_WORK TO BE COMPLETED_: From the line that includes "Spot the airplane" to the last line of the data, quote each line precisely; both boundary lines belong in the answer.

_LISTED ENTRIES_:

┄┄┄┄┄┄┄┄┄┄

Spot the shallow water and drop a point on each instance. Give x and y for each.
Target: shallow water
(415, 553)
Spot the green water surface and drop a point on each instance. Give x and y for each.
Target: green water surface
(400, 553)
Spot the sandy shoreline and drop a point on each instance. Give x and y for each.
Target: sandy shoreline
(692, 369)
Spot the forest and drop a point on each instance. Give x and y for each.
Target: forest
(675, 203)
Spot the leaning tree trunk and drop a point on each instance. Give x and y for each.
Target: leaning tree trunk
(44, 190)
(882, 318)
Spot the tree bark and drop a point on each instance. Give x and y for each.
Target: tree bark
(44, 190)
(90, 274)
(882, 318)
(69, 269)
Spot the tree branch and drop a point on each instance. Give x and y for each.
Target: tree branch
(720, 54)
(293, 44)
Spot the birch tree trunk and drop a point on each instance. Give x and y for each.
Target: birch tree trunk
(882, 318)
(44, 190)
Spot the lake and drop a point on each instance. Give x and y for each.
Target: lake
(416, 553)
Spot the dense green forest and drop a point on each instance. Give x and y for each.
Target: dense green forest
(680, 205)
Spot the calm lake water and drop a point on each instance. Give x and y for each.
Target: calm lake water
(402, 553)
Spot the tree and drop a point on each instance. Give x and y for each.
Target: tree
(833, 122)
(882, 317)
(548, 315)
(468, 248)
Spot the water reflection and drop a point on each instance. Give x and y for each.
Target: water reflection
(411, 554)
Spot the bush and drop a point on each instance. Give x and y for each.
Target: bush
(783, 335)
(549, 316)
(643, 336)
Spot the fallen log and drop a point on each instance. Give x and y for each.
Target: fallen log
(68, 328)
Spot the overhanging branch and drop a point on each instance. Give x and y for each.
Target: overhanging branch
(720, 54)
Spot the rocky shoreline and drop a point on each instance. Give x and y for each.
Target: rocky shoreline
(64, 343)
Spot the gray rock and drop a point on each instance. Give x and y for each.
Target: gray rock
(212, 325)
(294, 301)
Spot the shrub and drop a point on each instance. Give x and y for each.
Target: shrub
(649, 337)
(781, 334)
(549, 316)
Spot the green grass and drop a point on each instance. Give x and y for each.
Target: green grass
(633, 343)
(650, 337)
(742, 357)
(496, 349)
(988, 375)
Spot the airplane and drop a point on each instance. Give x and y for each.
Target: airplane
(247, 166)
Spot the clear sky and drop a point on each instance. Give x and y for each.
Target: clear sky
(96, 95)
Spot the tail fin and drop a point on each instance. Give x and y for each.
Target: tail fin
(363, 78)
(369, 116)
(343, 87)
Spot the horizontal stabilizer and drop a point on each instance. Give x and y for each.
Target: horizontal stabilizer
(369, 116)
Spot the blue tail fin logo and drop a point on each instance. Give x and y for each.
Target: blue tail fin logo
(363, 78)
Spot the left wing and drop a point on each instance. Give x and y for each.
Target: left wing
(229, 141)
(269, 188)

┄┄┄┄┄┄┄┄┄┄

_ANSWER TO THE TASK_:
Spot the airplane and drop a point on each instance. Give x and y for each.
Target: airplane
(247, 166)
Spot the clear sky and drop a point on each instance. Give x and y for each.
Target: clear sky
(96, 95)
Spot the tail fin and drop a point on each instance. Give x and y for each.
Target: tail fin
(363, 78)
(369, 116)
(343, 87)
Spot the horizontal stabilizer and drop a point on each instance. Give x and y for each.
Target: horizontal stabilizer
(369, 116)
Spot the blue tail fin logo and drop a point on each instance. Give x and y for each.
Target: blue tail fin logo
(363, 78)
Spot the left wing and drop a point on each instance. Give x and y for each.
Target: left wing
(229, 141)
(269, 188)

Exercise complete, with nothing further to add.